Beginning at the line that contains "Where can you see the woman's" and continuing through the end of the material, write out every line again, with each coordinate in the answer points scaled by 1.95 and rounded to the nearest whole number, halves rounded up. Leave the pictures out of the result.

START

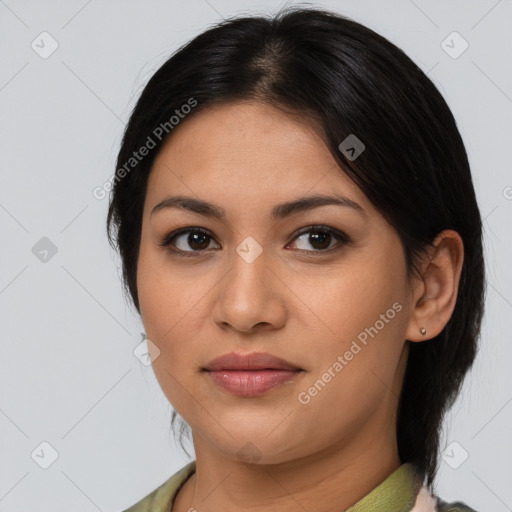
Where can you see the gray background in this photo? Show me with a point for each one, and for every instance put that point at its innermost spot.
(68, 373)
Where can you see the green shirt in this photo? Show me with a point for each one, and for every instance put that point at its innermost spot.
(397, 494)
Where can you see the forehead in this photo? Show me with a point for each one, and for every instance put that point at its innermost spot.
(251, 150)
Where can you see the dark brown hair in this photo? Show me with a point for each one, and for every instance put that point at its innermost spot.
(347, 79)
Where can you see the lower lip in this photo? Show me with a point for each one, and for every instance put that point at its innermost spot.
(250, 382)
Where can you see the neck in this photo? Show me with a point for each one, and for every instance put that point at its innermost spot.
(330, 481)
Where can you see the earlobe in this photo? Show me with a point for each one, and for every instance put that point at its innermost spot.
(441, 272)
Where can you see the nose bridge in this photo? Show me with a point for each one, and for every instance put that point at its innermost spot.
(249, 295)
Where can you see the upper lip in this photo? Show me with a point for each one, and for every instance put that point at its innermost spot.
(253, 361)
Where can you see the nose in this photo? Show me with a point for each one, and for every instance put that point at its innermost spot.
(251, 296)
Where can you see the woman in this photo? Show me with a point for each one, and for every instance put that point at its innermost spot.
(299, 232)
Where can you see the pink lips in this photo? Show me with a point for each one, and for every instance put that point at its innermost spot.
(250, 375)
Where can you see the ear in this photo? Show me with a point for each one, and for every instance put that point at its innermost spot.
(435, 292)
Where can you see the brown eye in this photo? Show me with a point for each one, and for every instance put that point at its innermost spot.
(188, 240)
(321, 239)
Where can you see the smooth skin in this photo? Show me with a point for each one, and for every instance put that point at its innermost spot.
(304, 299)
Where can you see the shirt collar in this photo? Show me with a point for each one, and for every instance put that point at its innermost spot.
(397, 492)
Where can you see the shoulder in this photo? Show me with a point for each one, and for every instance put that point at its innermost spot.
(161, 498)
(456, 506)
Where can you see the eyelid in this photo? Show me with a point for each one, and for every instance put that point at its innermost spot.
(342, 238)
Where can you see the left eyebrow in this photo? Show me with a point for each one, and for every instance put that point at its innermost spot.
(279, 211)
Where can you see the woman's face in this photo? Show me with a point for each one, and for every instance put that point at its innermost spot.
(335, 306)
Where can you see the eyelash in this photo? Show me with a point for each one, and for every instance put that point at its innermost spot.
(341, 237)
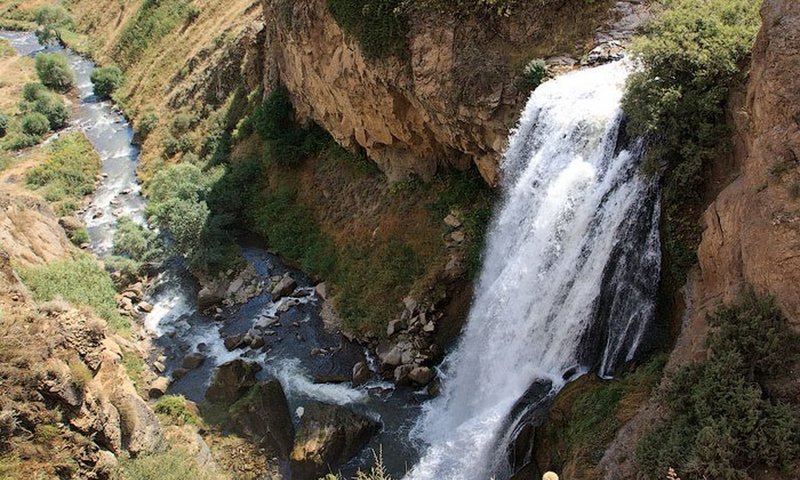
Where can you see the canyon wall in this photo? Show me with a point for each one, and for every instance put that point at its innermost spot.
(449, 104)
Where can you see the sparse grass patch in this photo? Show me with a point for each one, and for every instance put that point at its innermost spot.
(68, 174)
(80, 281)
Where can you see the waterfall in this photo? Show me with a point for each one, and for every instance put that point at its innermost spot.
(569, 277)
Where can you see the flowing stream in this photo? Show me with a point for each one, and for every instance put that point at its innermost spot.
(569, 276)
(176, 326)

END

Result
Where can you see the woman's face in this photo? Show me with a point for each one, and for every instance put that point at its innermost spot.
(653, 597)
Where can you see the eyelash in this photo? Show me with a point for each one, and for every instance put that point at its innermost spot.
(665, 462)
Where can you see the canyon wall in this photo? Show me with a point for each one, and for every instance put that point at its innermost spot.
(876, 203)
Where can you see the sparse grass patch in this photo? Show me with a point for each one, and for every instance put that point at its innermost spot.
(133, 339)
(156, 548)
Where can you see the waterfall in this photo? Show me with a point for each one, and for every instance put that point at its innermost spot.
(1110, 540)
Where can you see the flowing stream in this photo? Show me with a point for each one, and for every instance put that point at its innermost spot.
(1110, 538)
(343, 636)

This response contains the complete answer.